* EXERCISE INSTRUCTIONS *
Pull out each line of the listing below that contains the word "orange".

* PROVIDED INFORMATION *
>> START

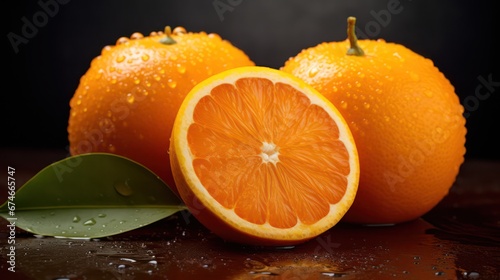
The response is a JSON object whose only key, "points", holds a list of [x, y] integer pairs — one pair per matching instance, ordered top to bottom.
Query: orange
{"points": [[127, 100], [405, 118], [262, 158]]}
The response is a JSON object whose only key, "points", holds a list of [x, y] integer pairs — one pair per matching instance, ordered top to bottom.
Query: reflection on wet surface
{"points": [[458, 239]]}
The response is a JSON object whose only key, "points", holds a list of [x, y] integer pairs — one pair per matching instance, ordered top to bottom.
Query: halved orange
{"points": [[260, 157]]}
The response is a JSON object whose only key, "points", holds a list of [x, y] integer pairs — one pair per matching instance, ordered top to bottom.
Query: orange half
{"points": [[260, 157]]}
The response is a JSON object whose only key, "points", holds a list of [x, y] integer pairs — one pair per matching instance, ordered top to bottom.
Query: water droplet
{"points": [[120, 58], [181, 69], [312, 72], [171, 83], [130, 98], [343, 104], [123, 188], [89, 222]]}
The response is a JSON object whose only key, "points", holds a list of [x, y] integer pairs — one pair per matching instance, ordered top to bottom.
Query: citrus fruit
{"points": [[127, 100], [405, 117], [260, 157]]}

>> END
>> START

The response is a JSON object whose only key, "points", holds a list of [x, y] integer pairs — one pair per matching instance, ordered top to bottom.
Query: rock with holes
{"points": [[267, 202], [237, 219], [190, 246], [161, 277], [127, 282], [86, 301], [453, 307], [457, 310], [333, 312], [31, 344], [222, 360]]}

>> END

* OUTPUT BELOW *
Query: orange
Query: halved orange
Query: orange half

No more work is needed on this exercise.